• **SOURCE PASSAGE**:
+ + +
Philip Pullman Interview, plus links to author biography, book summaries, excerpts and reviews

Philip Pullman

Philip Pullman

How to pronounce Philip Pullman: As it looks: pull-man

An interview with Philip Pullman

An interview with Nancy Siscoe, senior executive editor at Knopf Books for Young Readers about Philip Pullman's new trilogy, The Book of Dust.

Nancy started at Knopf in 1996, not long after the publication of The Golden Compass. She began working with Philip Pullman in 2010.

How did this second trilogy come to pass? Who brought it up to whom? How long has it been in the works?

The idea for The Book of Dust began many years ago--not long after the publication of The Amber Spyglass. Philip Pullman had been wanting to tell the story of how Lyra came to be living at Jordan College, and in thinking about that, a longer story began to take shape in his mind--one that would begin when Lyra was just a baby, and would end with her as an adult. The idea began small, and has grown over the years into something truly magnificent.

How did you prepare to work on this new trilogy? Did you revisit His Dark Materials?
+ + +
• **COLLECTED DATA**:
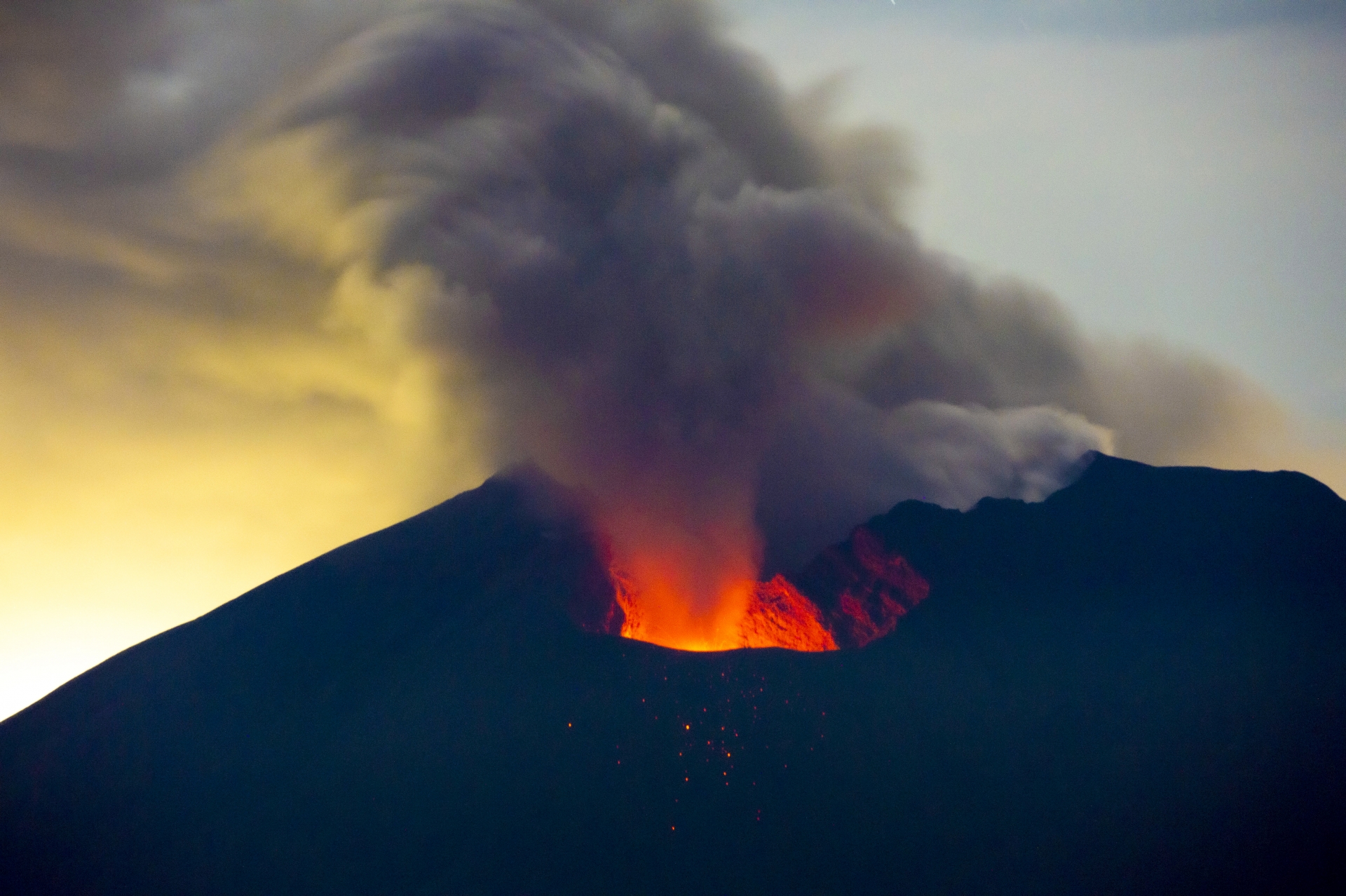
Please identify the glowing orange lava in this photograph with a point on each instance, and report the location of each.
(851, 595)
(749, 613)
+ + +
• **WHAT TO WORK ON**:
(1) Using the Philip Pullman interview, explain how the idea for The Book of Dust grew into a longer story. Answer in one to three sentences.
(2) In the Philip Pullman interview, what year did Nancy Siscoe begin working with Pullman?
(3) Go on with the Philip Pullman interview from the point where it stops.

• **RESPONSES TO THE TASKS**:
(1) Philip Pullman wanted to tell how Lyra came to be living at Jordan College. While he thought about that, a longer story took shape, one that would begin with Lyra as a baby and end with her as an adult.

(2) 2010.

(3)
The Golden Compass was published just before I started at Knopf--it was a big part of why I wanted to work here! I was utterly enthralled with the world(s) Philip Pullman had created. And, of course, I awaited The Subtle Knife and The Amber Spyglass with incredible impatience. Joan Slattery, Philip's Knopf editor at the time, knew how obsessed I was and allowed me to read both books in manuscript as they progressed. The stories are so complex and grand that it's essential to have someone to discuss them with, and it was my pleasure and privilege to be that person for her. (I also give my profound thanks to Marisa DiNovis, who played that same role for me with La Belle Sauvage.)

I've read all the books many times, and I did read them again recently when I knew La Belle Sauvage was imminent. But over the years I've read every scrap of writing that related in any way to His Dark Materials over and over--I'm that kind of fan.

What was it like "fact-checking" this work? How did you and Mr. Pullman maintain continuity between the original works and this one?

As a rabid fan, I felt it was essential to make sure all the story lines and facts and details of the world mesh seamlessly between His Dark Materials and this new trilogy. I'm exactly the reader who would notice if it didn't! When we knew the new story was coming soon, I asked our copy editing department to create an exhaustive guide to His Dark Materials. The document proved invaluable.  

This work repeatedly brings the readers back to the "real world," with diaper changes, stops for food and comments on being unbathed. It's rare to see "realistic" asides like this in adventure stories. As editor, how did you feel about those pieces?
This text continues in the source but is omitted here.